*Exercise*
Repeat every line of the listing below exactly, minus the pictures.
++++++
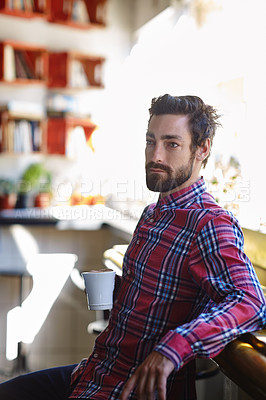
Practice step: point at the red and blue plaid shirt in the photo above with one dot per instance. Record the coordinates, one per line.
(187, 290)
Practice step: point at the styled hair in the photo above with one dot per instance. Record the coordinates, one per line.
(202, 118)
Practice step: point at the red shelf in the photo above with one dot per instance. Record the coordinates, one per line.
(59, 129)
(75, 71)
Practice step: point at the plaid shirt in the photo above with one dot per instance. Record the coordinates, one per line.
(187, 290)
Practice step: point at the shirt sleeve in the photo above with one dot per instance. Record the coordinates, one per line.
(236, 305)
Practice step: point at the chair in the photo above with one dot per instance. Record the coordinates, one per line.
(49, 273)
(244, 362)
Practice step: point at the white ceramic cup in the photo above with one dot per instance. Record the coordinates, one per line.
(99, 287)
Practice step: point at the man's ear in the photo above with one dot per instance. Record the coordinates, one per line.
(203, 151)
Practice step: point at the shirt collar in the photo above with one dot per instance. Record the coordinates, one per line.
(182, 197)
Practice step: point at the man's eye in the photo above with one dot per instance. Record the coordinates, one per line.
(173, 144)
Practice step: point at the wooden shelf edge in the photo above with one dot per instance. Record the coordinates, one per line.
(22, 14)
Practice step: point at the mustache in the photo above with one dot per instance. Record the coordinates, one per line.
(158, 166)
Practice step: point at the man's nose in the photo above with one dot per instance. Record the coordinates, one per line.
(157, 155)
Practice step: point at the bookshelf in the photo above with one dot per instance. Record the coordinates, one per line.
(65, 132)
(81, 14)
(74, 70)
(26, 64)
(25, 8)
(21, 133)
(22, 63)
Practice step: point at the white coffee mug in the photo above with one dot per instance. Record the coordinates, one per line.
(99, 287)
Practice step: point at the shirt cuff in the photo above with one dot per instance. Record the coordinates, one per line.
(176, 348)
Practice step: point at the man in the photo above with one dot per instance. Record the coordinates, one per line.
(187, 288)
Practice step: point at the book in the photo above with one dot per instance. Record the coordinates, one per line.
(26, 69)
(78, 76)
(80, 12)
(9, 63)
(20, 70)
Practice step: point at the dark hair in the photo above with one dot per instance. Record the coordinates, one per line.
(202, 118)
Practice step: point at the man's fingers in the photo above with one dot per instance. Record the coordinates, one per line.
(129, 386)
(161, 387)
(149, 387)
++++++
*Completed exercise*
Practice step: point at the red and blue plaid shirt in the photo above with one dot per instance. Record the coordinates, one per line.
(187, 290)
Practice step: point at the styled hair in the photo above with one dot per instance. Record the coordinates, one per line.
(202, 118)
Practice step: point at the red shelf in the photo above with one dot per instance. Record the coordinates, one per line.
(59, 129)
(75, 71)
Practice step: point at the plaid shirt in the photo above with one dot per instance. Record the coordinates, one per line.
(187, 290)
Practice step: point at the shirt sleeve in the photo above with one dot per instance. Record the coordinates, one per line.
(236, 305)
Practice step: point at the chair in the photo above with one dot per instance. Record the coordinates, one per line.
(49, 273)
(244, 362)
Practice step: point at the white ceramic cup in the photo above with one dot per instance. Record the coordinates, one per line.
(99, 287)
Practice step: point at the man's ear in the photo above with one dot per instance. Record the coordinates, one per line.
(203, 151)
Practice step: point at the shirt collar in the photo above with one dot per instance. Record the coordinates, one per line.
(182, 197)
Practice step: point at the man's eye in the photo above with one dot per instance. Record the coordinates, one per line.
(173, 144)
Practice step: point at the wooden shelf edge in the photo above with one dot per instance. Record the coordinates, one per line.
(22, 14)
Practice step: point at the mustache in the photo above with one dot per instance. Record the coordinates, one per line.
(158, 166)
Practice step: point at the man's nose in the photo above with one dot per instance. Record the coordinates, one per line.
(157, 155)
Practice step: point at the bookshelf in the photo above with one dot per instance. Record the coordinates, one per line.
(65, 132)
(81, 14)
(74, 70)
(26, 64)
(25, 8)
(21, 133)
(22, 63)
Practice step: point at the white coffee mug in the photo above with one dot per instance. Record the coordinates, one per line.
(99, 287)
Practice step: point at the shirt cuff in the photo above with one dot per instance. Record the coordinates, one per line.
(176, 348)
Practice step: point at the man in the photo above with one dot per instance. Record the coordinates, one per line.
(187, 288)
Practice step: point at the book in the photo above with one dot per instance. Record the coordinates, one per line.
(26, 69)
(78, 76)
(80, 12)
(9, 63)
(20, 70)
Practice step: point at the dark hair in the photo above with one dot per instance. Record the coordinates, one per line.
(202, 118)
Practice step: point at the man's fingers in the photo above with one dot per instance. Record the coordinates, one per line.
(129, 386)
(161, 387)
(149, 387)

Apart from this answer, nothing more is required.